Dataset:
________

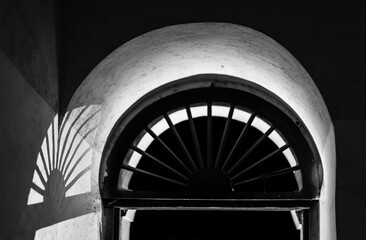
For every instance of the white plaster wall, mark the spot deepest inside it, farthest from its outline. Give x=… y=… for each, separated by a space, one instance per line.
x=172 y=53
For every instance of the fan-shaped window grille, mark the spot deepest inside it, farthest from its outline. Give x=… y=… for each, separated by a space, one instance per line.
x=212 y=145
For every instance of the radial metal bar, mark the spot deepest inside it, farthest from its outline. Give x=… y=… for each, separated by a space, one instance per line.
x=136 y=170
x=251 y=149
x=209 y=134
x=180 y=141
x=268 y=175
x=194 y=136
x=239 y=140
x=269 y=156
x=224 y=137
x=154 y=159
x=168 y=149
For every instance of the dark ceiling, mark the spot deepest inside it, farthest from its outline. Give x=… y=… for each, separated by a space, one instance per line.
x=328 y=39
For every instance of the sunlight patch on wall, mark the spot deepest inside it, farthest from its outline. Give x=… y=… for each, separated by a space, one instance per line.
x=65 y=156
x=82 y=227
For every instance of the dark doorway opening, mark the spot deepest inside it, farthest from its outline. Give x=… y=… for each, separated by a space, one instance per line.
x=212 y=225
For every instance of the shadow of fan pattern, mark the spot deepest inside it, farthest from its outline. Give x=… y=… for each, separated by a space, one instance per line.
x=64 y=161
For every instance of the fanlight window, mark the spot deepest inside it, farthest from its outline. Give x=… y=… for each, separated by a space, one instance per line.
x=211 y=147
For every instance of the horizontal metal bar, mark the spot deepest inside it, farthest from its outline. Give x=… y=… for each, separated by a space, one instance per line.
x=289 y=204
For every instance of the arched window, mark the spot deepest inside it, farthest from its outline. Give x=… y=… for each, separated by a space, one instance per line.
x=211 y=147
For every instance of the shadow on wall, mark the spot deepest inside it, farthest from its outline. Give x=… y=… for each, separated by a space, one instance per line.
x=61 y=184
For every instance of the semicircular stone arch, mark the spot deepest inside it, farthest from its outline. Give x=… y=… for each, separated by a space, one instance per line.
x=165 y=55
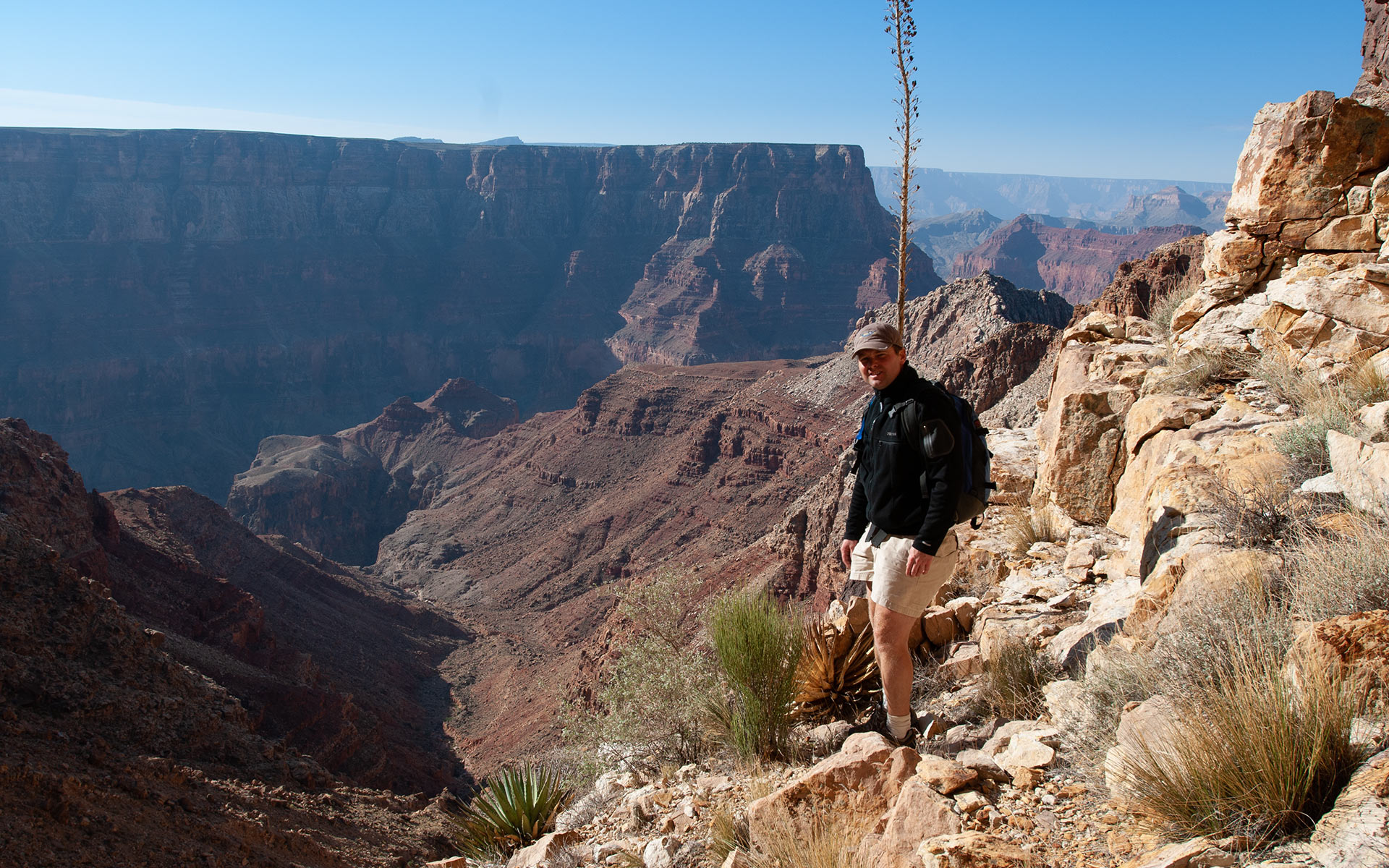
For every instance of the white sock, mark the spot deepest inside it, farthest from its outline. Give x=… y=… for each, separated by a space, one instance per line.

________

Write out all of the material above exactly, line for line, leaving out the pictures.

Answer for the task:
For every instance of the white plaster wall, mark the spot deepest inside it, farthest from its outline. Give x=… y=… for each, separated by a space, one instance per line.
x=172 y=53
For every instance of the fan-shaped window grille, mark the spot deepest inside it, farthest from its outline. Give x=… y=… for each, separated by a space, one instance per line.
x=212 y=145
For every instance of the radial metal bar, mark the spot deepest inside it, farthest from its outline. Give x=… y=… for each, separated by a space, one instance per line.
x=136 y=170
x=251 y=149
x=209 y=134
x=180 y=141
x=268 y=175
x=194 y=136
x=239 y=140
x=269 y=156
x=224 y=137
x=154 y=159
x=168 y=149
For every instance of the dark ceiling, mark the spot deepest inside it, farthest from its outline. Give x=… y=… for each, separated by a space, one instance per line.
x=328 y=39
For every instance of the sunlight patch on wall, mark the spot deepest inside it, farthest from its outline. Give x=… y=… for each, separated by a space, one instance per line.
x=65 y=156
x=82 y=227
For every instance of the dark doorway opening, mark the spot deepest inside it, farthest from its outline. Give x=… y=… for each, separated by a space, one instance per line.
x=212 y=225
For every instance of the shadow of fan pattern, mark the spot deepest inside it, farthest from its outline. Give x=… y=… for each, separated by a space, one instance per line.
x=64 y=161
For every instance of the fanlight window, mark the spot deepest inside it, farthest from its outline. Give x=… y=… for each, separated by a space, one instance per line.
x=211 y=147
For every instance of the horizontal metal bar, mark the spot deepest inside it, farthest from its outline. Give x=… y=… for each, separated by a space, one instance per line.
x=289 y=204
For every instance of the arched window, mark the spot deepest inside it, farthest from its outline. Give x=… y=… for each, separated by a space, one instance per line.
x=211 y=147
For every instance of the shadow on wall, mark the spot deepest inside it, farthest from its outline. Give x=… y=… for each, separated by a space, one instance per line.
x=61 y=184
For every instance of the semicircular stone arch, mark the spot deepest inside it, farthest from its outline. Give x=… y=… for each, separated by a space, one instance per line.
x=165 y=55
For every instance of the white sock, mark the spot deepest inside it, farthest from its outline. Give x=… y=… for each, separated by a space, one instance per line.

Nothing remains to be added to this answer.